Swap "sample run" for "demo run" everywhere it appears in the data below, and leave every other part of the lines unchanged.

--- start DATA EXTRACT ---

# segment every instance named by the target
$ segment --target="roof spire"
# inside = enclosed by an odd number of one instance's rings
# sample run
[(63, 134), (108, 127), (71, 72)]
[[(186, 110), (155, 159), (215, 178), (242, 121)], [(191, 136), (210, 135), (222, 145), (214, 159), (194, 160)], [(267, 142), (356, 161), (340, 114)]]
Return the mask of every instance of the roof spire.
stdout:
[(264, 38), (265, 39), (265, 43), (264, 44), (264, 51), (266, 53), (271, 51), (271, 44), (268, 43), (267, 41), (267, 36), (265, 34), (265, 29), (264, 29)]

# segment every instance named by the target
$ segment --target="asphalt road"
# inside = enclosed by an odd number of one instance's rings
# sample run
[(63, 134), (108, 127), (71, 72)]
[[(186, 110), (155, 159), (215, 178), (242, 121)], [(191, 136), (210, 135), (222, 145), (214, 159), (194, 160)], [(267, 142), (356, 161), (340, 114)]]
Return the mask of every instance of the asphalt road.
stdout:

--- end DATA EXTRACT ---

— RESPONSE TO THE TASK —
# segment every instance named by the target
$ segment --target="roof spire"
# inside = enclosed by an odd number of one instance's rings
# demo run
[(63, 134), (108, 127), (71, 72)]
[[(186, 110), (155, 159), (215, 178), (242, 121)], [(191, 136), (210, 135), (222, 145), (214, 159), (194, 160)], [(267, 142), (356, 161), (340, 114)]]
Return the mask of every instance of the roof spire.
stdout:
[(264, 38), (265, 39), (265, 43), (264, 44), (264, 51), (266, 53), (271, 51), (271, 44), (268, 43), (267, 41), (267, 36), (265, 34), (265, 29), (264, 29)]

# segment every instance named by the target
$ segment --target="asphalt road"
# inside = enclosed by an odd number of one instance's rings
# demo run
[(63, 134), (108, 127), (71, 72)]
[[(186, 110), (155, 159), (215, 178), (242, 121)], [(191, 136), (210, 135), (222, 145), (214, 159), (194, 160)], [(267, 142), (356, 161), (340, 114)]]
Return the mask of every instance of the asphalt road.
stdout:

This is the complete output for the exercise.